-- Extract follows --

Thirteen Beijing residents have died of rabies this year, more than double the number of deaths in 2011.
Experts have attributed the increase in deaths to a lack of an effective vaccination program in the capital.
Of the 13 victims, most were bitten by pet dogs rather than strays, the Legal Mirror learnt from the Beijing Centers for Diseases Control and Prevention (CDC) Monday. Only five people died of rabies in 2011, the CDC said.
In 12 of the 13 cases, the victims did not seek vaccination after they were bitten, and the 13th victim died before he finished the entire course of vaccinations. A CDC official said rabies often occurs within three months after being bitten, and no one can survive the disease, the report said. A consultant from Beijing Kennel Club, surnamed Xu, said that if dog owners are bitten, even by a vaccinated pet, residents should still seek medical attention for further vaccination.
"Dogs will be vaccinated for free if they are registered at the police station, but some owners evade this as it costs 1,000 yuan ($160)," said Xu.
"We've appealed for residents to get their dogs registered for years, but achieved little," he noted.
Mary Peng, director of the Beijing-based International Center for Veterinary Services, said dog vaccine coverage in the US is around 80 percent, but in China take-up is only 20 percent.
"The Chinese government only permits licensed hospitals to import vaccine, which has proven effective in protecting dogs from rabies," Peng said.
Beijing is considering a free compulsory vaccine program for pet dogs in the future, and also a system penalizing residents who fail to vaccinate their pets, according to the Legal Mirror.

-- Extract concluded --

**Prompt A**
List every organization or publication the rabies report names with a proper name.
**Prompt B**
Please say whether each statement agrees with the rabies report, answering yes or no and quoting the words that decide it: (i) Most of the 13 victims were bitten by stray dogs. (ii) Registering a dog at the police station costs 1,000 yuan. (iii) Dog vaccine coverage in China is around 80 percent.
The records have no connection to the news report on rabies deaths in Beijing.

-- Data for analysis follows --

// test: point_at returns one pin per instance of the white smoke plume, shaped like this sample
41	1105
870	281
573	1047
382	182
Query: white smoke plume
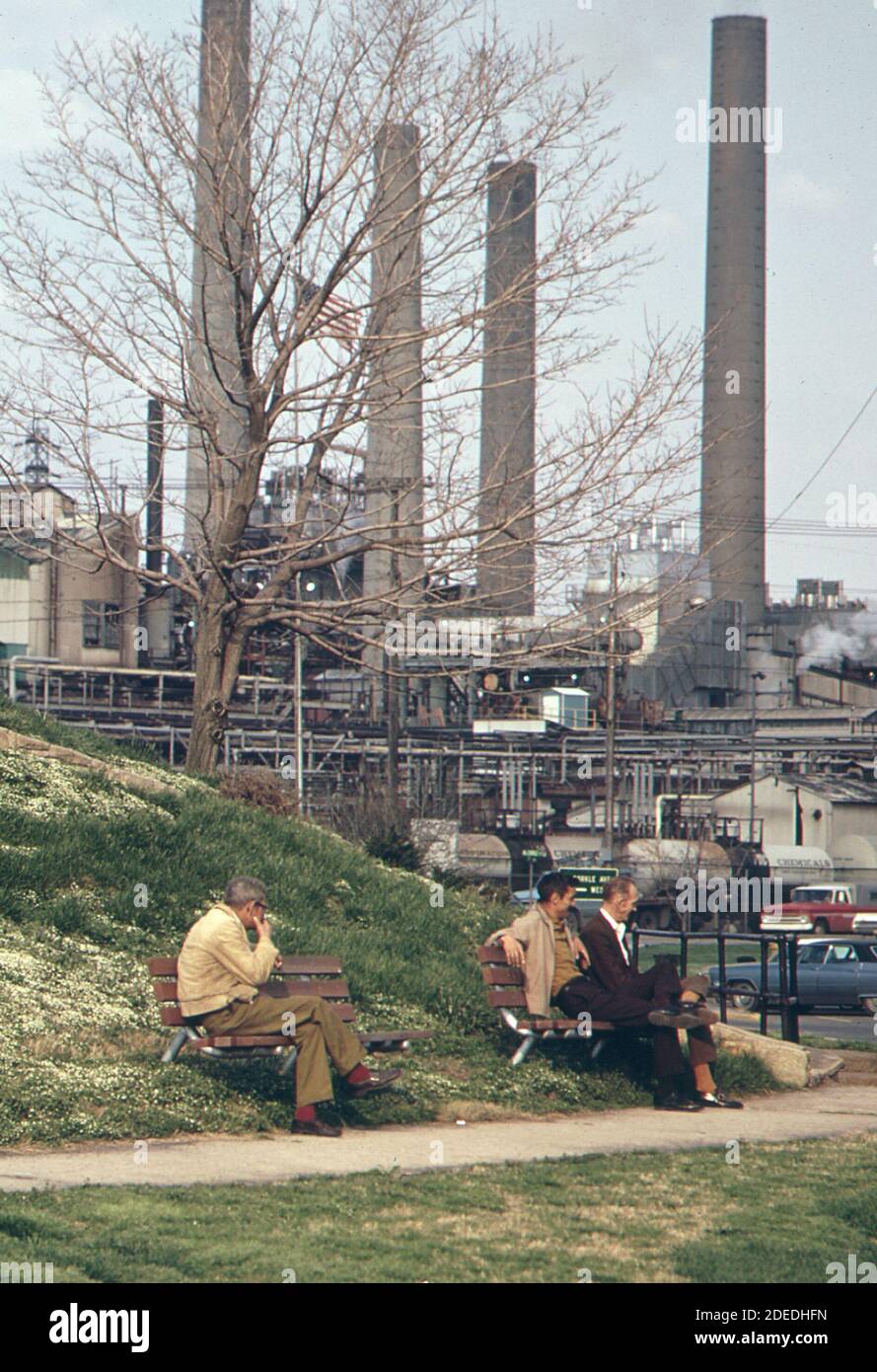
824	645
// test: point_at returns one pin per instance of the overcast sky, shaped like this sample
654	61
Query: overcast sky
821	213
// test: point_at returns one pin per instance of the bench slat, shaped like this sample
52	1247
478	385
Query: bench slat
562	1026
310	966
280	1040
502	975
172	1016
280	988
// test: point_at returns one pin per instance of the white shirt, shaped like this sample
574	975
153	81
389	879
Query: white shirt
620	933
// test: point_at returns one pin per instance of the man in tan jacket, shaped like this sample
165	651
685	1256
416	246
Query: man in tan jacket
218	978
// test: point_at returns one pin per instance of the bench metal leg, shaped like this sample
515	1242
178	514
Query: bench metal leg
291	1061
527	1043
175	1047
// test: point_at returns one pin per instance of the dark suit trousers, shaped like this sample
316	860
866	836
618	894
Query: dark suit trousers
629	1007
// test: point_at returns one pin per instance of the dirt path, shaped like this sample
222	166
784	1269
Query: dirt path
802	1114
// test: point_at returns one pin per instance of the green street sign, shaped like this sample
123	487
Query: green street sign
589	881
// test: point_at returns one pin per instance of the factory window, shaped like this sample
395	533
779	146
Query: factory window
101	625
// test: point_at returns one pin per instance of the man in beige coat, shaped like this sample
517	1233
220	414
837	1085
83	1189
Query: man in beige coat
218	980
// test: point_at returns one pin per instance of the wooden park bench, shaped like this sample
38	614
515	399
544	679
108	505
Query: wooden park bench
296	975
504	987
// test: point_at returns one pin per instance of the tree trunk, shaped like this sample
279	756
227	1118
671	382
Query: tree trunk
210	704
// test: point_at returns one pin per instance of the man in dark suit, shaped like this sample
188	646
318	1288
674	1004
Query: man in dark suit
612	989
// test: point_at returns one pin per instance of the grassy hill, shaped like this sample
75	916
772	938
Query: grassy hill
95	878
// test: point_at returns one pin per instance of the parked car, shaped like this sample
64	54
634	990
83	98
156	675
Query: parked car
831	907
831	971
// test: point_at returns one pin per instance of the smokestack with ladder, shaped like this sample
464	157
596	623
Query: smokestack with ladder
222	257
157	604
506	556
394	465
732	524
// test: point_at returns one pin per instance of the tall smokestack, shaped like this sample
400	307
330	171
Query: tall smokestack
157	602
732	527
506	555
394	464
222	253
155	483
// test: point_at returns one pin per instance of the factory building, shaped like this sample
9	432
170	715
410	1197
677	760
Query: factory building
56	601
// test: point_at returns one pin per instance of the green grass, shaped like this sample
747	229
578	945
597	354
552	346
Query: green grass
683	1217
96	879
27	721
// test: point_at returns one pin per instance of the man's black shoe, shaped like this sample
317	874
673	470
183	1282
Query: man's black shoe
318	1126
718	1101
676	1102
377	1082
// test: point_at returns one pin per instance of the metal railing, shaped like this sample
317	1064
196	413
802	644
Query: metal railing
784	996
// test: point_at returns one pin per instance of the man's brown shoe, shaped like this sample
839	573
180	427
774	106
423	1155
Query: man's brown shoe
318	1126
377	1082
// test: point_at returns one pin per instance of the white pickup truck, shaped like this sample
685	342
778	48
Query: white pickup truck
825	908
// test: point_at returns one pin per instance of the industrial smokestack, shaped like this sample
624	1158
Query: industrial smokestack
155	483
732	526
222	253
157	602
506	553
394	465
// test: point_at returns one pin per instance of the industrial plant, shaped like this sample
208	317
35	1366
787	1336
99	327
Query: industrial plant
682	721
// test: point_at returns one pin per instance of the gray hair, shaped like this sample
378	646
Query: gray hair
242	889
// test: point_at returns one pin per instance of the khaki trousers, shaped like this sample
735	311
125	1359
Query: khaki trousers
318	1030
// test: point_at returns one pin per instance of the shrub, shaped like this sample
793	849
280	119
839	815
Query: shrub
257	787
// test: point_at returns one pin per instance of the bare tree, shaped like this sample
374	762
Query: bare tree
257	278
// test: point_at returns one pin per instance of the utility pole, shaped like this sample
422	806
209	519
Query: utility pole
757	676
391	676
298	683
609	825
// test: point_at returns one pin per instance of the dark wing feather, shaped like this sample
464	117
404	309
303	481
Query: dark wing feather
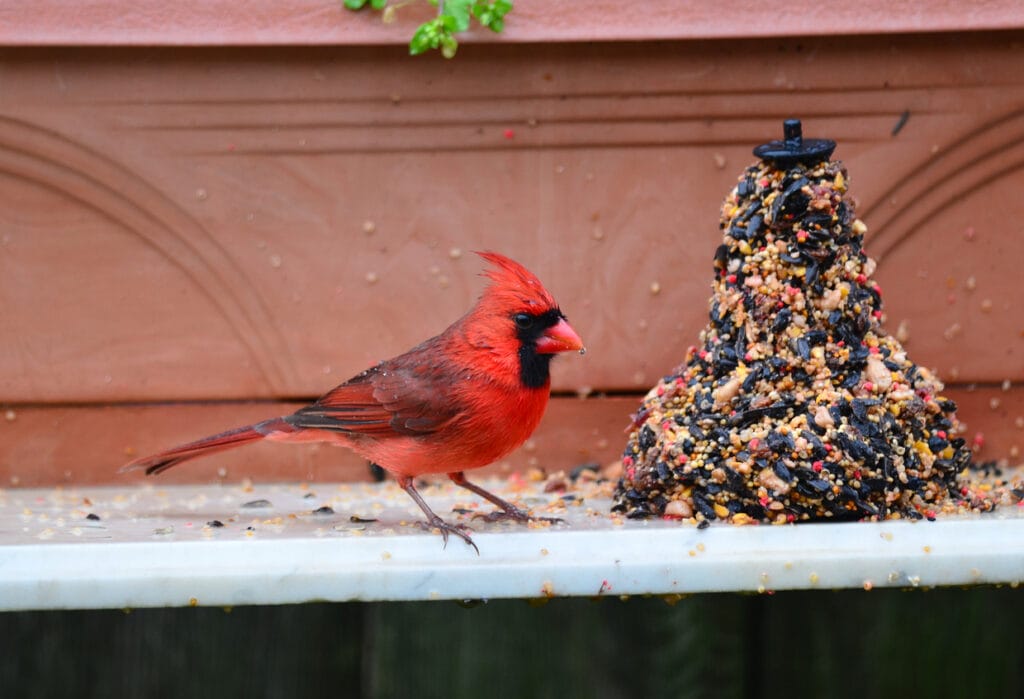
396	397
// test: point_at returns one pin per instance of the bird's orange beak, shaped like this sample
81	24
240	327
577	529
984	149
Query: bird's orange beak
559	338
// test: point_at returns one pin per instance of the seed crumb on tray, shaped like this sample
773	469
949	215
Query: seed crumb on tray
797	405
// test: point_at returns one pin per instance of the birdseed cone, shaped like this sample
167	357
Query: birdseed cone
796	405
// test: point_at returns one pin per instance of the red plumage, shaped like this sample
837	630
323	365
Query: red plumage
458	401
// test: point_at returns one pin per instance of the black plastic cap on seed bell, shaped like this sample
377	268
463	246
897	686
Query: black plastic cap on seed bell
794	148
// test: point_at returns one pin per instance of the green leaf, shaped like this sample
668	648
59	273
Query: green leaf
449	46
491	14
424	39
459	10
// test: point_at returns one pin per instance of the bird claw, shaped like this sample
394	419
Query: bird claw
516	515
444	528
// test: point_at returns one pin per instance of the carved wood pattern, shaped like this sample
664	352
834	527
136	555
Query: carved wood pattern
190	224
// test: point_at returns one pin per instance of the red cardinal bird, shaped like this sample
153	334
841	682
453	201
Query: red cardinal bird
460	400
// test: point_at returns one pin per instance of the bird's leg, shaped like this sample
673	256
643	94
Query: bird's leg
508	511
433	521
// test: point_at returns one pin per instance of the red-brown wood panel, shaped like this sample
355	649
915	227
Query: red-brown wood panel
237	224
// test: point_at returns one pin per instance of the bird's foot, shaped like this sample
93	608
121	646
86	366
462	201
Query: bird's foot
444	528
516	515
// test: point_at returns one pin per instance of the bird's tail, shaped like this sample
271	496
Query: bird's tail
159	463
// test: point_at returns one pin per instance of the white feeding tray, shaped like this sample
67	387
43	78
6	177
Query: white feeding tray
160	547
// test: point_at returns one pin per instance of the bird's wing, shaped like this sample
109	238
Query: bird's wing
392	398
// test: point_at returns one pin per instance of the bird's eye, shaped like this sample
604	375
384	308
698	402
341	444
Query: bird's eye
522	320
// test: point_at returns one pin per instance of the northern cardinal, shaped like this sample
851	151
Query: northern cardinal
460	400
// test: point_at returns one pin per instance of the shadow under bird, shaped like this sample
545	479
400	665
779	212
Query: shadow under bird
460	400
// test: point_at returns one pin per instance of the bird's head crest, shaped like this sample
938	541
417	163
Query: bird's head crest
515	286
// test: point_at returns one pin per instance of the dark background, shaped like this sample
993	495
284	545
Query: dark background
940	643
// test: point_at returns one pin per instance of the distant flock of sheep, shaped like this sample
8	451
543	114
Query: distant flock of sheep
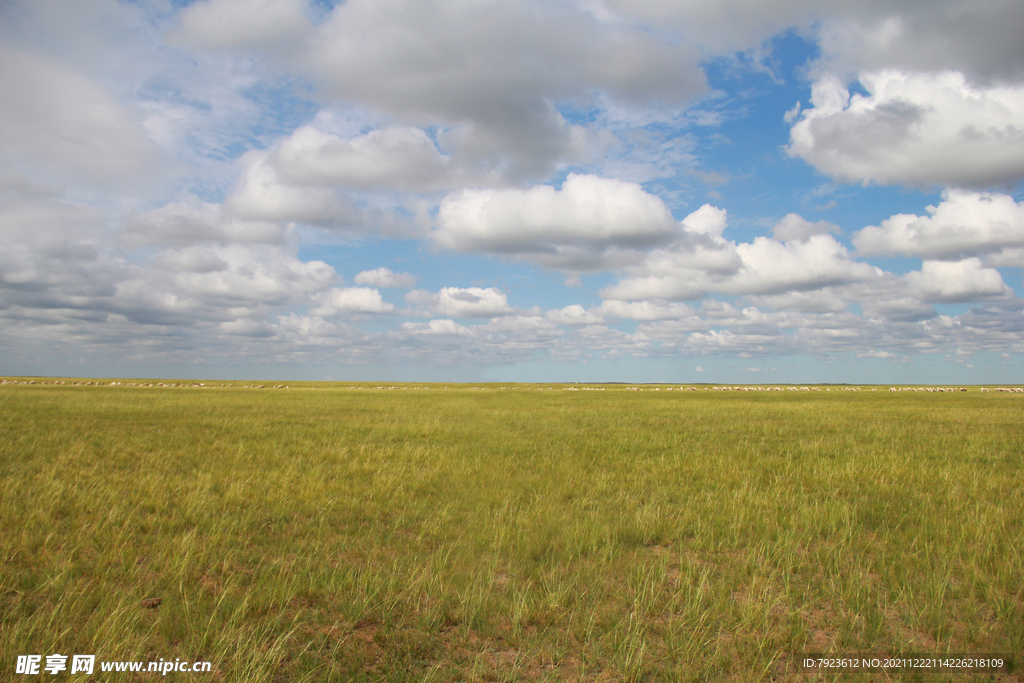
572	388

-- Data for analysis concluded --

**Your response A**
Legal Mirror; Beijing Centers for Diseases Control and Prevention (CDC); Beijing Kennel Club; International Center for Veterinary Services

**Your response B**
(i) No: "most were bitten by pet dogs rather than strays"
(ii) Yes: "some owners evade this as it costs 1,000 yuan ($160)"
(iii) No: "in China take-up is only 20 percent"